*Work required*
Return the line containing "Note: mark the flood" and all lines after it exactly; stop at the end of the material.
# Recorded data start
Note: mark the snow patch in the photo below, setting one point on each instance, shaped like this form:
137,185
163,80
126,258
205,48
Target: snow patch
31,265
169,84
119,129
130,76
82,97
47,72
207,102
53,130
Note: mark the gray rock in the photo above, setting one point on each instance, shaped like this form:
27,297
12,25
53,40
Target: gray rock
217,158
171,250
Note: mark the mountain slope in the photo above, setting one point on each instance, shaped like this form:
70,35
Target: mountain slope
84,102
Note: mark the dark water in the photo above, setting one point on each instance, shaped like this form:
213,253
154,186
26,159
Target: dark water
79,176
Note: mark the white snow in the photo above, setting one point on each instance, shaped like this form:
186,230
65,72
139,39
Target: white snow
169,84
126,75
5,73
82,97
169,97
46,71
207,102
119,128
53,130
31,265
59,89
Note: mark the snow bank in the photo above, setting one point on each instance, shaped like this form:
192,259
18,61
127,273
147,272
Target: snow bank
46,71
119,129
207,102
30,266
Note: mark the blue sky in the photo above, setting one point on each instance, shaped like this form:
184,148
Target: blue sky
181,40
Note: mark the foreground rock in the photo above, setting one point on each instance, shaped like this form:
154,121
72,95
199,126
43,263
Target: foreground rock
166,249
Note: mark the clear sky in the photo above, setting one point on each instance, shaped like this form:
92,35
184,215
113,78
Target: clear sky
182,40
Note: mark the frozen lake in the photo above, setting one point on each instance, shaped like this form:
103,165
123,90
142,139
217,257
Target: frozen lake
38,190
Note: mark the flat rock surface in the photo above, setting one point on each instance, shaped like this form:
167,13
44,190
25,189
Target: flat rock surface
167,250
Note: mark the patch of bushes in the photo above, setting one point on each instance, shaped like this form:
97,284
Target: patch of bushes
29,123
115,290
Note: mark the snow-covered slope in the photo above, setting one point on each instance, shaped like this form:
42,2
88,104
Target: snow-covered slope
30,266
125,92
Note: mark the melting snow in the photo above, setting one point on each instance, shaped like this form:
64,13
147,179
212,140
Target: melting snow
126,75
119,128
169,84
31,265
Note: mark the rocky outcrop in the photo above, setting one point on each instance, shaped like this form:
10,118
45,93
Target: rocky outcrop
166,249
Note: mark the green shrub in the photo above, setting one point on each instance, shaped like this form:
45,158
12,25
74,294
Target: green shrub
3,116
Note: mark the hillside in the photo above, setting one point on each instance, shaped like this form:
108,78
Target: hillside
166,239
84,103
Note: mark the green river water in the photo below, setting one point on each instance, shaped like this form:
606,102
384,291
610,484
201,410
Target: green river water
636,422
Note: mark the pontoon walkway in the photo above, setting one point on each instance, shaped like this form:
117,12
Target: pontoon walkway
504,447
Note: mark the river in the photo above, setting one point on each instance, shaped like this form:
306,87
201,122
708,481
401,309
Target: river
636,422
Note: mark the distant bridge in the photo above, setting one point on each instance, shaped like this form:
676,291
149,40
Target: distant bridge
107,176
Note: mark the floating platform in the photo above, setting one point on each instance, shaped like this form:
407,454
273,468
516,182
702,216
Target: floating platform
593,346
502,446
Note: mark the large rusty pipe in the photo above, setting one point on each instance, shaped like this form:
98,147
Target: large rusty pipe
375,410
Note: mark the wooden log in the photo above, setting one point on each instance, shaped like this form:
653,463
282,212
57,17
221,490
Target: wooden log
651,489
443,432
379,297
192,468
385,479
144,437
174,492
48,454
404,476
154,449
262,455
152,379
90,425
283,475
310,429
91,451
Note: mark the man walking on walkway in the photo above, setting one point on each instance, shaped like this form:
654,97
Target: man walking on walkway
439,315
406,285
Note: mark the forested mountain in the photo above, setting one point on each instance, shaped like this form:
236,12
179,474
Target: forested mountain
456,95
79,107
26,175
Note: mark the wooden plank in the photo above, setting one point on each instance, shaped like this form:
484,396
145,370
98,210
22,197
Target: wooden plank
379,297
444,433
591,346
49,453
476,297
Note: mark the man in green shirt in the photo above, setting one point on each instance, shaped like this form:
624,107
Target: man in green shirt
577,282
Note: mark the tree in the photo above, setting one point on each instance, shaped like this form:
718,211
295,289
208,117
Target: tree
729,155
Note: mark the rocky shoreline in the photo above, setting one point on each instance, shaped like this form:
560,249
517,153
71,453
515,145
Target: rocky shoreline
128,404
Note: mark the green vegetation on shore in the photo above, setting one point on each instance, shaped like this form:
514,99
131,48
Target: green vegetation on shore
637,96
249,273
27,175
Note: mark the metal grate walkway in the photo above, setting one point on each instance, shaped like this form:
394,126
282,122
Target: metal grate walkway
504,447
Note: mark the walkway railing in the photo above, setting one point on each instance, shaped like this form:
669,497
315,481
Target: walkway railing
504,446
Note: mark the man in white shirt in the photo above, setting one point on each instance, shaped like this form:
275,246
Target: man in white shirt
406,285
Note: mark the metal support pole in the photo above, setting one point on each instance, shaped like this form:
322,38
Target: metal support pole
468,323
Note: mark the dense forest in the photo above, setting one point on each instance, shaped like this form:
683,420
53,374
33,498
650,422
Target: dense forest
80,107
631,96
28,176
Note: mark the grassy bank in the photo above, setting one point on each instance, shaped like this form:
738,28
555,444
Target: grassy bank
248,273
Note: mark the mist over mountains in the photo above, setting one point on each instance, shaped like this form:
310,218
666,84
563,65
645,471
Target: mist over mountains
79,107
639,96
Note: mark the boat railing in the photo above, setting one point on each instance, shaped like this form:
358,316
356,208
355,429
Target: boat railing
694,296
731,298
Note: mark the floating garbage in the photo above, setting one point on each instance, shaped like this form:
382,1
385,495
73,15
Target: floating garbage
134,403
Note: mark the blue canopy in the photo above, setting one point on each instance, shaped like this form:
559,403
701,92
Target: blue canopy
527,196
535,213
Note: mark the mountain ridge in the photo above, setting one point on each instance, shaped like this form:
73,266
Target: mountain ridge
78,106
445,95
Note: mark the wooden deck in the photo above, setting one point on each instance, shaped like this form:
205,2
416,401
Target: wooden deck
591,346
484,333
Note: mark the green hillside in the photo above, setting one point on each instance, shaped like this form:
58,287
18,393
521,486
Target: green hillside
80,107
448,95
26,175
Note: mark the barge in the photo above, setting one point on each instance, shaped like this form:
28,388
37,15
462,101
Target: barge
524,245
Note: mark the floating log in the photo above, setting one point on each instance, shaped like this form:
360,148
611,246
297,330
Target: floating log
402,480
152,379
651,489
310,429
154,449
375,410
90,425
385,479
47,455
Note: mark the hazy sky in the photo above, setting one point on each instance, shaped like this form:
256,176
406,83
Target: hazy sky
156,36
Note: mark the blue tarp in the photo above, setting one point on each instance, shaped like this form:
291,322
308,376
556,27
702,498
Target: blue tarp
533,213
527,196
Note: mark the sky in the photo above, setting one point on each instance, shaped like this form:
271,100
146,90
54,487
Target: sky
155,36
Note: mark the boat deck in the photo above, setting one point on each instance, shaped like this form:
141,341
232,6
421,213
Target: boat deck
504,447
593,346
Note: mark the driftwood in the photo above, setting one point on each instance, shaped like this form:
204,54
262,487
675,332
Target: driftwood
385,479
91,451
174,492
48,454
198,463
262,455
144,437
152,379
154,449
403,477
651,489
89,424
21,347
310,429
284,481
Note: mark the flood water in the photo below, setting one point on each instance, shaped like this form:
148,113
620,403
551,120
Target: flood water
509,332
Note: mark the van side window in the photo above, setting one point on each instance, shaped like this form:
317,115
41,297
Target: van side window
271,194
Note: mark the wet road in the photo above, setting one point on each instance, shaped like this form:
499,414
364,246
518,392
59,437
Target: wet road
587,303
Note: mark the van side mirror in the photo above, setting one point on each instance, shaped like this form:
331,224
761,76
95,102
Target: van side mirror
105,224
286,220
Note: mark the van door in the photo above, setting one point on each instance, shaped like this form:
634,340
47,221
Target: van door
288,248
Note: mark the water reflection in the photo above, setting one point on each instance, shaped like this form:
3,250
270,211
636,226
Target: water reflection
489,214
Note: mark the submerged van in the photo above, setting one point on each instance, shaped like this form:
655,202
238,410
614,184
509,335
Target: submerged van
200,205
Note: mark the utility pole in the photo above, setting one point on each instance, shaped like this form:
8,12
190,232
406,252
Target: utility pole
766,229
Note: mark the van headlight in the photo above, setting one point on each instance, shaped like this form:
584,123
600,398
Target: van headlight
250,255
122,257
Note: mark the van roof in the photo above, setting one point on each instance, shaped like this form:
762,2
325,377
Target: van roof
# Recorded data end
*Written solution*
Note: mark the flood water in the photo below, setting one point on each instance, shaped like this form:
148,113
620,403
551,120
Target: flood water
509,332
Note: mark the van side window in the photo above, setting one point on each instance, shaped like this form:
317,115
41,297
Target: van side window
271,194
Note: mark the wet road in the photo above, setting one point on each instance, shaped like this form:
499,414
364,246
518,392
59,437
Target: wet road
587,303
Note: mark the van side mirror in the photo above, setting one point on each instance, shaped like this form:
331,224
761,76
95,102
Target: van side mirror
105,224
286,220
Note: mark the van door in the photo above, setting one point on each instance, shaped like this form:
634,340
47,221
Target: van door
288,248
Note: mark the water reflection in the photo above, setting one point on each instance, shaped like this form:
3,250
270,211
636,226
Target: water reflection
489,214
Note: mark the submerged van in the photo above, setting one point on each instance, shaped like this form:
655,202
238,410
614,184
509,335
Target: submerged van
200,205
Note: mark the utility pole in the photo above, setting one point on each instance, shaped like this form:
8,12
190,232
406,252
Target: utility pole
766,229
Note: mark the van headlight in the photo above, setting one point on each instance, shaped like this form:
584,123
600,398
Target: van headlight
250,255
122,257
Note: mark the van roof in the photo above, setting one point on each instance, shaped like this form:
762,2
325,377
Target: van roof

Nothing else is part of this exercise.